(STORED DATA)

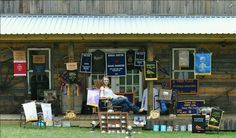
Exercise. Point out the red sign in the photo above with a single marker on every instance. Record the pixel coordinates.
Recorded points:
(20, 68)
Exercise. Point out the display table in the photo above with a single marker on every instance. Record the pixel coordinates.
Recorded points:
(115, 122)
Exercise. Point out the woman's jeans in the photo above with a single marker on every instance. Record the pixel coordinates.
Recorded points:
(125, 103)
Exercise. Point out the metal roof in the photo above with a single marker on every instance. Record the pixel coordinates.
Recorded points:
(53, 24)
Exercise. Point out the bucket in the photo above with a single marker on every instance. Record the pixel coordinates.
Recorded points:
(176, 128)
(163, 128)
(169, 128)
(183, 128)
(156, 128)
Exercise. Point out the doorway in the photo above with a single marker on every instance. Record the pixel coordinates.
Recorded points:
(38, 72)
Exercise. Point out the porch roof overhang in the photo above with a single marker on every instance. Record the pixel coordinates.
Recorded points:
(118, 28)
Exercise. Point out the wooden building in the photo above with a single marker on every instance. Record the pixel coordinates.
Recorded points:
(54, 28)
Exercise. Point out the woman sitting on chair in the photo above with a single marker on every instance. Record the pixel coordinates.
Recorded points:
(106, 92)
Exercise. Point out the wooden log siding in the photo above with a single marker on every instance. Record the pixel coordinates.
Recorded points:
(119, 7)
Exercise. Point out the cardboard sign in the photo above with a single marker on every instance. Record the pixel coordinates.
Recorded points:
(215, 118)
(188, 107)
(86, 63)
(189, 86)
(116, 64)
(19, 55)
(150, 70)
(198, 123)
(20, 68)
(38, 59)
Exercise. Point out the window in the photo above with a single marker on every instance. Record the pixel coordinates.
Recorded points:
(132, 82)
(183, 63)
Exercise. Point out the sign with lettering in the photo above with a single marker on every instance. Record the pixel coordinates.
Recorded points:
(116, 64)
(139, 58)
(198, 123)
(188, 107)
(189, 86)
(215, 118)
(86, 63)
(150, 70)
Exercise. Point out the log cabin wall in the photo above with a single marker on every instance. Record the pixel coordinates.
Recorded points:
(120, 7)
(218, 89)
(14, 90)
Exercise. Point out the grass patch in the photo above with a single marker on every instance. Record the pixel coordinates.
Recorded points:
(14, 131)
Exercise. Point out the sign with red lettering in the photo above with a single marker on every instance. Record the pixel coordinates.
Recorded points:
(20, 68)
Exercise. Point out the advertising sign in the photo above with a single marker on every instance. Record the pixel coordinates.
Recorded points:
(150, 70)
(116, 64)
(86, 63)
(202, 64)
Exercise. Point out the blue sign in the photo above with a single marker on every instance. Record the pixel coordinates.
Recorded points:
(116, 64)
(189, 107)
(185, 86)
(86, 63)
(38, 68)
(139, 59)
(202, 64)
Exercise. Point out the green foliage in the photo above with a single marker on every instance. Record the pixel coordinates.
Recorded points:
(13, 131)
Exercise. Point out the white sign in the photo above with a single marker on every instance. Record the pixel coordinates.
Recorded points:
(30, 111)
(47, 113)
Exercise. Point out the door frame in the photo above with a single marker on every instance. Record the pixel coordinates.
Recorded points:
(46, 70)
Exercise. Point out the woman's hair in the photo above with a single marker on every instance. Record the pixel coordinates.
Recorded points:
(105, 77)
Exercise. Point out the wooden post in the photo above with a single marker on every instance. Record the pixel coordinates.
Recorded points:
(71, 86)
(150, 57)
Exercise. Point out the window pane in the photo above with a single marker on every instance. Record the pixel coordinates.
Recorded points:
(129, 79)
(122, 80)
(136, 80)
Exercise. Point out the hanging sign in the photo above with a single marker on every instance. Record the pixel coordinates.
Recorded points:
(139, 58)
(93, 97)
(198, 123)
(215, 118)
(20, 68)
(116, 64)
(202, 64)
(38, 59)
(150, 70)
(86, 63)
(183, 58)
(30, 111)
(47, 113)
(19, 55)
(189, 86)
(188, 107)
(71, 66)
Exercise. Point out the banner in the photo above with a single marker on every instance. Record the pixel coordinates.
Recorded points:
(86, 63)
(116, 64)
(71, 66)
(139, 58)
(202, 64)
(93, 96)
(47, 113)
(30, 111)
(19, 68)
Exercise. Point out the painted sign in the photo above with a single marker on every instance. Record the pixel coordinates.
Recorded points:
(189, 86)
(198, 123)
(215, 118)
(20, 68)
(86, 63)
(116, 64)
(139, 59)
(202, 64)
(150, 70)
(188, 107)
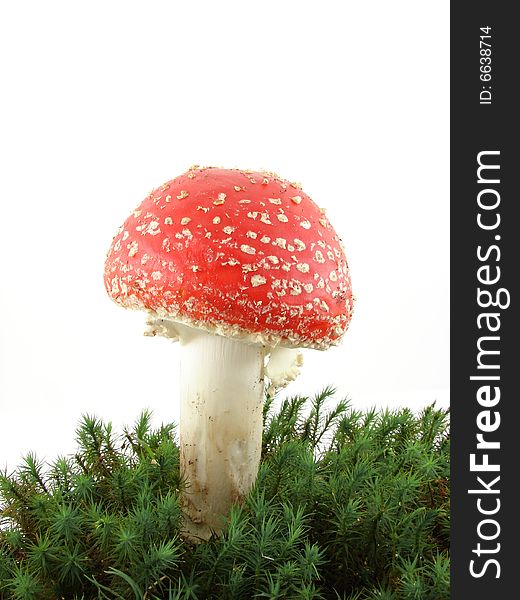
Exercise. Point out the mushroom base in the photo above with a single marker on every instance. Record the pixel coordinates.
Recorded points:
(222, 389)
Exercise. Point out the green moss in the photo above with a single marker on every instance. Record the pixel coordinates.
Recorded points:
(347, 505)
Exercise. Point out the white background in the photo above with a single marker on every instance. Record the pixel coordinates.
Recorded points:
(103, 101)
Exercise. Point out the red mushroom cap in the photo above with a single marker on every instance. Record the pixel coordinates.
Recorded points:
(240, 253)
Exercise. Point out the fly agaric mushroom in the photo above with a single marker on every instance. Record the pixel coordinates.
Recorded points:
(240, 266)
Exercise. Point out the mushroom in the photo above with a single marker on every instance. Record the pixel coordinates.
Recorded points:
(243, 268)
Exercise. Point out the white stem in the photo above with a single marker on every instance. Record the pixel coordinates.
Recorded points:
(222, 389)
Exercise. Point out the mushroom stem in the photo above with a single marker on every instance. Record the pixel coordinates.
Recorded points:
(222, 389)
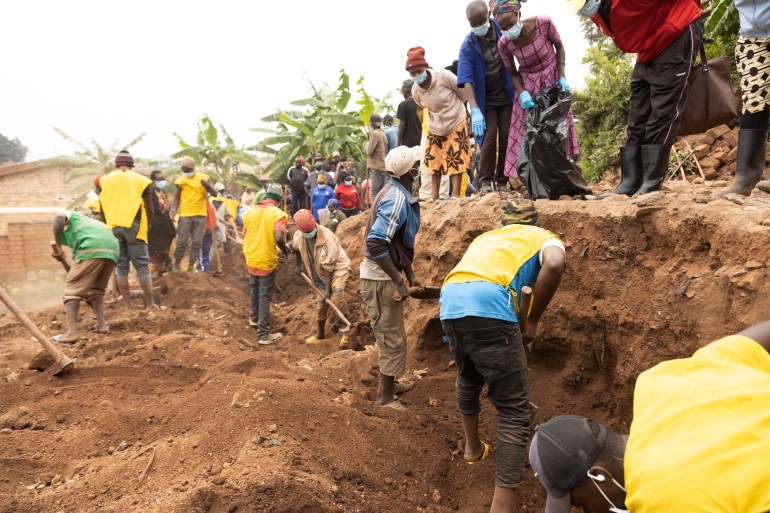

(End STORED DATA)

WORK ORDER: Your answer must be the records above, word for word, with no pictures.

EXERCISE RESPONSE:
Exercise. Point out the red sign in the photo above with a single marker on every instance. Record the pixel coordinates.
Recorded points:
(20, 68)
Exercise. Point out the display table in the photo above with a single marker on every instance. Record the pixel coordinates.
Recorded points:
(115, 122)
Exercise. Point out the woman's jeans in the photo above with a single marker on every instance. Record the pixel coordinates.
Recorded points:
(125, 103)
Exercise. Point out the metal roof in the photo above with a single marker on every instance. Record the pixel coordinates.
Recorded points:
(53, 24)
Exercise. Point out the bucket in the photo above with a single marker on every instance. Record the pixel coordinates.
Recorded points:
(176, 128)
(163, 128)
(169, 128)
(183, 128)
(156, 128)
Exercise. Point out the doorway in the photo above with a single marker on every instance. Record the pixel coordinates.
Recorded points:
(38, 72)
Exercise. Point out the porch roof overhang in the photo above with a single marker on every instance. Record the pixel coordinates.
Recorded points:
(118, 28)
Exercise. Point out the wooden building in the photo above with a single marker on every instance. Record the pixel coordinates.
Recorded points:
(54, 28)
Exercise. Point out the woman sitting on chair in the photo above with a single marker on every instance. Record the pixel coordinates.
Recorded points:
(106, 92)
Exercise. Point out the wooden log siding in the photo above with a single marker on every instance. Record the pixel coordinates.
Recorded points:
(119, 7)
Exercise. Point out the cardboard sign in the photo above with a single marker on every instance. Record the pixel coordinates.
Recorded points:
(215, 118)
(188, 107)
(86, 63)
(189, 86)
(116, 64)
(19, 55)
(150, 70)
(198, 123)
(20, 68)
(38, 59)
Exercise. Point out the window in the photo above with a single marker on every instance. Record the pixel coordinates.
Recorded points:
(132, 82)
(183, 63)
Exercise. Point out the sign with lettering in the photo above with a single marker on every instance. Record the pixel coordinates.
Recorded points:
(116, 64)
(139, 58)
(198, 123)
(188, 107)
(189, 86)
(215, 118)
(86, 63)
(150, 70)
Exercise. Point out the log cabin wall in the photo above with a single marker on every instance. Record the pixel coordinates.
Recorded points:
(120, 7)
(218, 89)
(14, 90)
Exercise. Point out the grass patch in the photo above with a single marker on every instance. Record the pixel coordinates.
Recorded points:
(14, 131)
Exercise. Point out the sign with red lettering in the photo above with a single marker on every instance. Record the pixel coordinates.
Recorded points:
(20, 68)
Exercise. Point out the advertising sign in the photo above with a single marker on every instance. Record the pixel coordinates.
Recorded points:
(150, 70)
(116, 64)
(86, 63)
(202, 64)
Exercise. Point out the blue sign in the photo above with a single marker on every instance. Record the pixel coordinates.
Recorded points:
(116, 64)
(189, 107)
(185, 86)
(86, 63)
(38, 68)
(139, 59)
(202, 64)
Exercise. Point out the green foliage in the photo above with a single marker on every instance. Record the pixel coordinates.
Recorded points:
(13, 131)
Exercise. Point out the white sign in the photo above with a single marker on every instance. Record the pixel coordinates.
Recorded points:
(30, 111)
(47, 113)
Exercise. Point out the door frame in the photo above with a single marker on every instance. Record the pixel coordinates.
Recorded points:
(46, 70)
Exercise. Point out the woman's hair in the photo above with a single marker on every instance. Record the pixel coordinates.
Recorded points:
(105, 77)
Exercise. Point out the wooden post in the photo above with a single marker on every instance. Record the pixel coordinates.
Recorded points:
(71, 86)
(150, 57)
Exercise. Point out the window pane in the photo above with a single marker on every instance. Record the pixel coordinates.
Recorded points:
(129, 79)
(122, 80)
(136, 80)
Exercise. Point out the hanging sign in the photo above with a single marker on every instance. Record the pixel coordinates.
Recorded points:
(139, 58)
(93, 97)
(198, 123)
(215, 118)
(20, 68)
(116, 64)
(202, 64)
(38, 59)
(150, 70)
(86, 63)
(183, 58)
(30, 111)
(47, 113)
(19, 55)
(189, 86)
(188, 107)
(71, 66)
Exercise. Point out the banner in the photo above with a single marker on every instance. Record the pixel coordinates.
Recorded points:
(86, 63)
(116, 64)
(71, 66)
(139, 58)
(202, 64)
(93, 96)
(47, 113)
(30, 111)
(19, 68)
Exercise. Point out the painted sign in the photo above with a single marker on every instance. Record the pixel coordinates.
Recorded points:
(189, 86)
(198, 123)
(215, 118)
(20, 68)
(86, 63)
(116, 64)
(139, 59)
(202, 64)
(150, 70)
(188, 107)
Exercise. Point out the mushroom base in the photo above with a single marker on every instance. Record the pixel coordinates.
Recorded points:
(222, 389)
Exercise. Point out the green moss in the photo above with a single marker on every instance. Record the pixel coordinates.
Recorded points:
(347, 505)
Exercise. Point out the white background in the photo above with a single marker on every instance. Record the pixel coordinates.
Recorded points:
(103, 101)
Exercise. Point out the red mushroom cap in the photo above with a single marker on every instance. Record the pixel coordinates.
Recorded points:
(240, 253)
Exercise. Point out the fly agaric mushroom in the photo above with a single marker on every instance. Record the pixel coordinates.
Recorded points:
(240, 266)
Exercise. Point out the mushroom in the photo above with a single marker on every instance. Record the pixel coordinates.
Recorded points:
(243, 268)
Exercise. Point out the white stem in the photo above with a single marker on every instance. Record the pixel coordinates.
Recorded points:
(222, 389)
Exercise. Point out the mushroom stem in the photo above with a single marker on every instance. Record the pixel coordinates.
Recorded points:
(222, 389)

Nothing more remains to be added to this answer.